WORK INSTRUCTION
Below are the entries to work from; restate word for word the portion that opens with the line containing "Query: pillow" and closes with the line containing "Query: electrical outlet", keeping both.

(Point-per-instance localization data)
------------------------

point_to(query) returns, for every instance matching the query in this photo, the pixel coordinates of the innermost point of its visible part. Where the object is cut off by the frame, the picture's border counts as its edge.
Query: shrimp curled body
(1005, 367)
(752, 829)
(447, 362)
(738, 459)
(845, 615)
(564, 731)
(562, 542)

------------------------

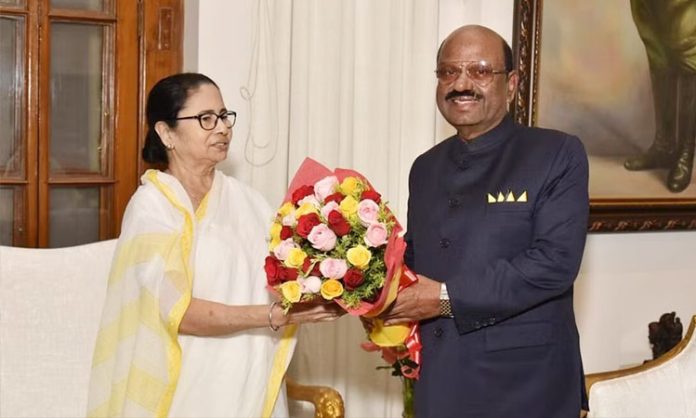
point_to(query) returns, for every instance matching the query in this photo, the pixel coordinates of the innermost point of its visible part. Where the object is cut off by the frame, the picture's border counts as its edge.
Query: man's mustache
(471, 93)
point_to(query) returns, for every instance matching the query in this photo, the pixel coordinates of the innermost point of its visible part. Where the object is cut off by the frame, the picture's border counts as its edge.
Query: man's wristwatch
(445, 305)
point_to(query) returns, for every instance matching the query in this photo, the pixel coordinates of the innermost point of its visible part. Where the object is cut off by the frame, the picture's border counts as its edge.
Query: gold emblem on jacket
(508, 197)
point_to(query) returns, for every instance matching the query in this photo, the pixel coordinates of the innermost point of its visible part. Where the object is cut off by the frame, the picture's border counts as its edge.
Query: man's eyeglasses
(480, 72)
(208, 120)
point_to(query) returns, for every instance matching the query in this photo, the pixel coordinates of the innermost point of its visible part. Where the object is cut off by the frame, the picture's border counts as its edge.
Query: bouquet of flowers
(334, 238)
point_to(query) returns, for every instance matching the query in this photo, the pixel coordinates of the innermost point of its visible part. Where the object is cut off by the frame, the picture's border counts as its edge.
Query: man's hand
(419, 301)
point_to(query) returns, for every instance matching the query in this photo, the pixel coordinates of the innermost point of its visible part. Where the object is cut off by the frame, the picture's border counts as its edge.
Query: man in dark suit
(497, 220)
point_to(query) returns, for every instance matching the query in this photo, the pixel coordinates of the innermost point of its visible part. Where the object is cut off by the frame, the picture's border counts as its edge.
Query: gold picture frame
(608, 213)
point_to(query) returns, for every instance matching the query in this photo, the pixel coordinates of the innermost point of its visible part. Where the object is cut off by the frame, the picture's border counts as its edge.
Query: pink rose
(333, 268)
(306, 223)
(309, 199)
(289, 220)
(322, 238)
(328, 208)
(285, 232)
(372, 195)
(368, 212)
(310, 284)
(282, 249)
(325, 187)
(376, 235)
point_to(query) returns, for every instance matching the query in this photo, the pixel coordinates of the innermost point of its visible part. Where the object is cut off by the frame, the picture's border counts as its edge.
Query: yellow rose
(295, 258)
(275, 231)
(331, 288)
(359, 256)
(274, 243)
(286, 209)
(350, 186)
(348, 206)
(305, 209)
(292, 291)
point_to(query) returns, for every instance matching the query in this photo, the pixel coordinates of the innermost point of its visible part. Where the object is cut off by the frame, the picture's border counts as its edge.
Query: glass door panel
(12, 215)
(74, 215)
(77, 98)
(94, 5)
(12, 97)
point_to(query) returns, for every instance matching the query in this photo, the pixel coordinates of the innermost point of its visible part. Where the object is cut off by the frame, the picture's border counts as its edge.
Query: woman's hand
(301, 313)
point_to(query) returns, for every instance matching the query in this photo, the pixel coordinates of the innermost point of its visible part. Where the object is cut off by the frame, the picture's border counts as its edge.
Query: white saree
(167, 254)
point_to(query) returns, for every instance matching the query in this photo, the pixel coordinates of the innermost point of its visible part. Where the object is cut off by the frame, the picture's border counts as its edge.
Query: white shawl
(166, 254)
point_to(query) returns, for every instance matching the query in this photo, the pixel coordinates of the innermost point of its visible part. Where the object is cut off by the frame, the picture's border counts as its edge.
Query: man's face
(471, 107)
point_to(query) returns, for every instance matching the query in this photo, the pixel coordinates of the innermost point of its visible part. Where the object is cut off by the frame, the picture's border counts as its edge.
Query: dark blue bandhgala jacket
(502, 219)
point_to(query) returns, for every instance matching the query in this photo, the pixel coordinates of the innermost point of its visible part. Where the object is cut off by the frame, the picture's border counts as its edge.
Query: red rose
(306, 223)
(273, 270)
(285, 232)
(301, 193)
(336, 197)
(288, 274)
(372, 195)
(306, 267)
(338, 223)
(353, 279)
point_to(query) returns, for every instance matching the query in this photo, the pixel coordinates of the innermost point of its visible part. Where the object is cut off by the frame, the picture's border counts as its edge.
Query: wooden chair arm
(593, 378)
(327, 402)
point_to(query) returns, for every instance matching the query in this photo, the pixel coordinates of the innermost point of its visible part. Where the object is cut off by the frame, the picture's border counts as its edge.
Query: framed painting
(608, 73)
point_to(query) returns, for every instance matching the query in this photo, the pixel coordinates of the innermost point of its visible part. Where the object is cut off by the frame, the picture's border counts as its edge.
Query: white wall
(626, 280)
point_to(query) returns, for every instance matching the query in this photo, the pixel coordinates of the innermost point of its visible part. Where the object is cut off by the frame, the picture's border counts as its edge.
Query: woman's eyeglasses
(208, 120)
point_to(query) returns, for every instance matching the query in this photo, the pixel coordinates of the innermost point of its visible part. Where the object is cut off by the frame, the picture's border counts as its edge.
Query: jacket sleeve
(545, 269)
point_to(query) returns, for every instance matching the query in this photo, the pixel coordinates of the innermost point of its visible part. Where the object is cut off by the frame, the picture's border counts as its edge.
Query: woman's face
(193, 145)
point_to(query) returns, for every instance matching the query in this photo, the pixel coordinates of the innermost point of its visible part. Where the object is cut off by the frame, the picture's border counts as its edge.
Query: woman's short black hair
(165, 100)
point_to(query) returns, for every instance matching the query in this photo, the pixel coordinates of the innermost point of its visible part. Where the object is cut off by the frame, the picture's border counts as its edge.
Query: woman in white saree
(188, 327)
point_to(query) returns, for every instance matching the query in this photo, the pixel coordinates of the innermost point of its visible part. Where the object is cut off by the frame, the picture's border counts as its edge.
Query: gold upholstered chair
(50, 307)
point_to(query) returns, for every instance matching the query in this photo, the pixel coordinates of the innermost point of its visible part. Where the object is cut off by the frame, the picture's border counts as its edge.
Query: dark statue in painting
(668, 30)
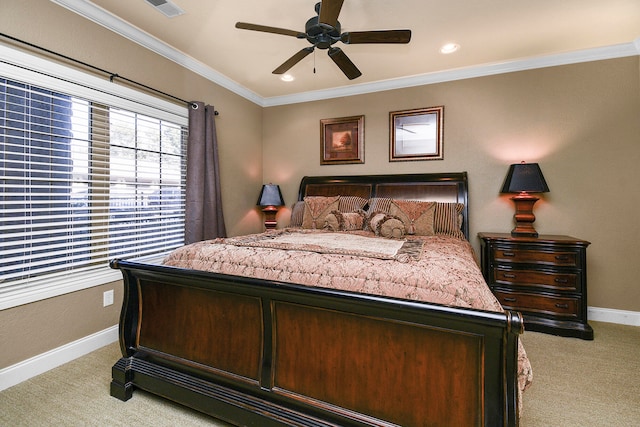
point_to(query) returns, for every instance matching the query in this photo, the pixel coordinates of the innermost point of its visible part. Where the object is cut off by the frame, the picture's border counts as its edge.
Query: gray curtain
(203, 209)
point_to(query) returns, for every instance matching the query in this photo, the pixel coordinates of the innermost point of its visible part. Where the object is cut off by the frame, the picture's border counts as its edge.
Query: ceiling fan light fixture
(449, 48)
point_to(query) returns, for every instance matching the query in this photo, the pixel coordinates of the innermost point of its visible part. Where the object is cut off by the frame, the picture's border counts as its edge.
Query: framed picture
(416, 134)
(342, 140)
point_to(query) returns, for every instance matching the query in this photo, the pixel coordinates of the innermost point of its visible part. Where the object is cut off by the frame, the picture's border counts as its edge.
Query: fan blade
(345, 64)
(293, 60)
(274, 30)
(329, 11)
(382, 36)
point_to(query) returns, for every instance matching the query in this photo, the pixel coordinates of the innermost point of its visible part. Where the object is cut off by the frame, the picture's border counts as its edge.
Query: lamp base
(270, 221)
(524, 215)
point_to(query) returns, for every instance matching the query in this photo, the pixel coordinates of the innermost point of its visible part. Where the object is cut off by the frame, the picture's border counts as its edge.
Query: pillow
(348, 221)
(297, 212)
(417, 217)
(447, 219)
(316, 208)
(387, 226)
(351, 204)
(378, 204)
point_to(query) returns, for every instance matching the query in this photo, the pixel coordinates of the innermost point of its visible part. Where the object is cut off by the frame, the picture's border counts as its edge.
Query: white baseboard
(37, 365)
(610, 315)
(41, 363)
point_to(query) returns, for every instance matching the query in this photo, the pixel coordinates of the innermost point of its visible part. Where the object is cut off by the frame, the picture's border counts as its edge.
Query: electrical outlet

------------------------

OUTPUT FOR THIS EXERCISE
Query: pillow
(348, 221)
(297, 212)
(417, 217)
(447, 219)
(316, 208)
(387, 226)
(351, 204)
(378, 204)
point_to(query) returns, for every instance matching the query in this photo, the pixel coordinates of the innermost point of its visible part. Where the object is cut off by the frame, the picture's border counts as its edge.
Query: white baseboard
(37, 365)
(610, 315)
(41, 363)
point_to(query) returns, for every instance matching the query in this photo, the pixel coordinates of the innermost point of its visible part. Where the object is cut off by the frame, the picture's border counts as its edge.
Query: electrical outlet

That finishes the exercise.